STATED TASK — Return every line of the listing below that contains the word "wall", matching case exactly.

>> Begin EXCERPTED RECORDS

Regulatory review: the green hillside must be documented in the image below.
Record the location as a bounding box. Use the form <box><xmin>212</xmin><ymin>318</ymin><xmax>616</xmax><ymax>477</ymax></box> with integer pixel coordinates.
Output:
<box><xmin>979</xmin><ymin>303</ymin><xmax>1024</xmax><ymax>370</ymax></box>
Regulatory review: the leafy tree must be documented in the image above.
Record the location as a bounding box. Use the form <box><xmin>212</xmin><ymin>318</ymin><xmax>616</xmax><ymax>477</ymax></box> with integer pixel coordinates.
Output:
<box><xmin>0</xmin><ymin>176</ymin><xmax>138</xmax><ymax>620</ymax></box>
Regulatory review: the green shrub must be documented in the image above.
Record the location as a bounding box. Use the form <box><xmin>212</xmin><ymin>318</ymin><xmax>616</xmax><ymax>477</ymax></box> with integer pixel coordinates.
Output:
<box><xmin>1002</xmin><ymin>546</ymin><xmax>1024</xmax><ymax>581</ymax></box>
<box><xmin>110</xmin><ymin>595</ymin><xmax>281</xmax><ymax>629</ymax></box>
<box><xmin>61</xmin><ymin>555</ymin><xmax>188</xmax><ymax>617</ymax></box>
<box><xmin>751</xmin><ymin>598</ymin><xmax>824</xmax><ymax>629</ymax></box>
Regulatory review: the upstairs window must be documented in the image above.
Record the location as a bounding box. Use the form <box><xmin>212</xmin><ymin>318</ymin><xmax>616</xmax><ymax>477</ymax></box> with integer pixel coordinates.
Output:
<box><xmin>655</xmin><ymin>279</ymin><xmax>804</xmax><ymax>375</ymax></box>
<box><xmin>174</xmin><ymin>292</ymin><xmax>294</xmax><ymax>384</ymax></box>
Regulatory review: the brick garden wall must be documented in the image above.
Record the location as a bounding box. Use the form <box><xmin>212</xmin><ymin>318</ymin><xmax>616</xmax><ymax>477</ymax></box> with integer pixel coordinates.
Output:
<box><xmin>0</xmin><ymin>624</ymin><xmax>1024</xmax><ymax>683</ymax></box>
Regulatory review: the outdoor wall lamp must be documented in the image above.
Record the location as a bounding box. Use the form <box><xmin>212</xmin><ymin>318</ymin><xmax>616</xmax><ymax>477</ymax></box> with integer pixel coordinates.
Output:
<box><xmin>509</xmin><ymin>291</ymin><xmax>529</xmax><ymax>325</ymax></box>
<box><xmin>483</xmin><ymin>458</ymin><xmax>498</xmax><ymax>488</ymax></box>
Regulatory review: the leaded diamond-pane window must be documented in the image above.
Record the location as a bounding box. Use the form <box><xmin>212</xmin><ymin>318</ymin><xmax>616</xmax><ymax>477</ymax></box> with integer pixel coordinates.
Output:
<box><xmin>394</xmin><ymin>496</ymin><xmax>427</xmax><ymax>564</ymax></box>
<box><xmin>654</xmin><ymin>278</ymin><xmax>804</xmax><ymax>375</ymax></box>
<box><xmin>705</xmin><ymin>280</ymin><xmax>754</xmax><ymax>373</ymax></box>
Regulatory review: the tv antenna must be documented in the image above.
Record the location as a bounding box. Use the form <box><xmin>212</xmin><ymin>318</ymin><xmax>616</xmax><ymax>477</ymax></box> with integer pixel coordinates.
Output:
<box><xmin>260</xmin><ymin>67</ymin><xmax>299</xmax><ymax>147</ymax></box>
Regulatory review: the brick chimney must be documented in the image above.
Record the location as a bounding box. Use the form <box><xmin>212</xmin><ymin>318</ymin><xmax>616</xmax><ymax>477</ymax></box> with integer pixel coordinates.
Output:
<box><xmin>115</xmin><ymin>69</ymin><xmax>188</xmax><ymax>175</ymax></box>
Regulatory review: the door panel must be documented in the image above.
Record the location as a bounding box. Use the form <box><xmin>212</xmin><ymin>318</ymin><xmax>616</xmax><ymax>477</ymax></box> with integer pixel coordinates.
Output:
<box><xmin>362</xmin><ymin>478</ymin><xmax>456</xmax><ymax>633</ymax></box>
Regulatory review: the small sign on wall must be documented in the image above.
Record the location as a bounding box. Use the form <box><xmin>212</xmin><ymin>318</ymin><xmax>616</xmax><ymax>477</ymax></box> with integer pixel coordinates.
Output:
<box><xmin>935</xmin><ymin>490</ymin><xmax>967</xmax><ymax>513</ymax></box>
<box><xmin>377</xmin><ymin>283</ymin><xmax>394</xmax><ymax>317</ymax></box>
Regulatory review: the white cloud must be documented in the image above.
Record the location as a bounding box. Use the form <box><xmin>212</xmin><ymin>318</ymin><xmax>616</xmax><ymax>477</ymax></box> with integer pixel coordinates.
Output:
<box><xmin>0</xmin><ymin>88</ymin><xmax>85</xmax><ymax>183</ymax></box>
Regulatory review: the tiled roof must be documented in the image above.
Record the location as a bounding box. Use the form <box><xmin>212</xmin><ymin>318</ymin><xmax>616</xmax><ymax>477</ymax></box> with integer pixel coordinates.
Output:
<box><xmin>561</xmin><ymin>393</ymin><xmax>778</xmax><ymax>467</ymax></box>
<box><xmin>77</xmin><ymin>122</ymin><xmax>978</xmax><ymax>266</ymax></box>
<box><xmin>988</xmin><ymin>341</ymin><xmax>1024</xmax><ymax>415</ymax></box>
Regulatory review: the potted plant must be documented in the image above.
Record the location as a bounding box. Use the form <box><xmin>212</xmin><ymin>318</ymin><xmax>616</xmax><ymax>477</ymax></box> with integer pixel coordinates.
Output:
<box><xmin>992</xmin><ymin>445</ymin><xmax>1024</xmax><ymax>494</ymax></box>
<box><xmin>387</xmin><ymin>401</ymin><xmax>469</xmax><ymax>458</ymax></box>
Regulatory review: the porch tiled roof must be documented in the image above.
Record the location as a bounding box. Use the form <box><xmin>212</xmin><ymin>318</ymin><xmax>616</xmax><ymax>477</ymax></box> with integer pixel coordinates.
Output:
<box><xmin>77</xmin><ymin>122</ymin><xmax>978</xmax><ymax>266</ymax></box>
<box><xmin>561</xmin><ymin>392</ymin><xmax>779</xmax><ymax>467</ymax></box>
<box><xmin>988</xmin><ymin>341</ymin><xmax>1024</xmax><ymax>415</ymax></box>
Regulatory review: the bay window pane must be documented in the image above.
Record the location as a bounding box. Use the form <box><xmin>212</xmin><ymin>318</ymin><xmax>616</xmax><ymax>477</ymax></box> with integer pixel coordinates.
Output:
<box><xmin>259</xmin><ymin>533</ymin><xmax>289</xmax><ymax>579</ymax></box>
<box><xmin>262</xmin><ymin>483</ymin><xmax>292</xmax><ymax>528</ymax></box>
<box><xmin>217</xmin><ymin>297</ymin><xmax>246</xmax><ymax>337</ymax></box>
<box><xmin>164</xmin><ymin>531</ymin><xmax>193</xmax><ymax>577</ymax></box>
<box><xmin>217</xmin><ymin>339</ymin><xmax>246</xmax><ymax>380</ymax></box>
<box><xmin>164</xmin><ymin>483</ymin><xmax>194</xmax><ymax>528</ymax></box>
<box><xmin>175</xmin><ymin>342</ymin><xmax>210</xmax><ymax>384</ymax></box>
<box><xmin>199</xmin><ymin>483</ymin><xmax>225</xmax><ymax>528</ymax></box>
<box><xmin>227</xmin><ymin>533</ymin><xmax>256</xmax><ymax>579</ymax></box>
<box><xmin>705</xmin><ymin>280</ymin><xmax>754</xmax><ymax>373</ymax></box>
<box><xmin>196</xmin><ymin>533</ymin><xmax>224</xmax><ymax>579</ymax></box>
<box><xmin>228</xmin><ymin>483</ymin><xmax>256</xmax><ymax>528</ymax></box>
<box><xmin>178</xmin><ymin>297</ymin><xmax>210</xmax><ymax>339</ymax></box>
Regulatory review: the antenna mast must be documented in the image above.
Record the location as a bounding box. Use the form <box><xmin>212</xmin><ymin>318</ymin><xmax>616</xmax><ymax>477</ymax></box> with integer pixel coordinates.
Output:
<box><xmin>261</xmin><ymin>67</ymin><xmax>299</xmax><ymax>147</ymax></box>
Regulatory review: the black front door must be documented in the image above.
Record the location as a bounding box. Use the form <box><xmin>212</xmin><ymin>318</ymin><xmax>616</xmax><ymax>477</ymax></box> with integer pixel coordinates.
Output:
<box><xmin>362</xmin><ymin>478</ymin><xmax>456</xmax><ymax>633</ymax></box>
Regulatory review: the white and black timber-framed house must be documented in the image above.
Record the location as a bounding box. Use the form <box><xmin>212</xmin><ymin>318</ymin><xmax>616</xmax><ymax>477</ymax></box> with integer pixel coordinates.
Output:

>> End EXCERPTED RECORDS

FINAL RESULT —
Regulatory review: the brick garden wall must be documented in the image above.
Regulatory review: the outdoor wall lamp must be documented in the image above.
Regulatory review: the small sign on wall must be documented in the image above.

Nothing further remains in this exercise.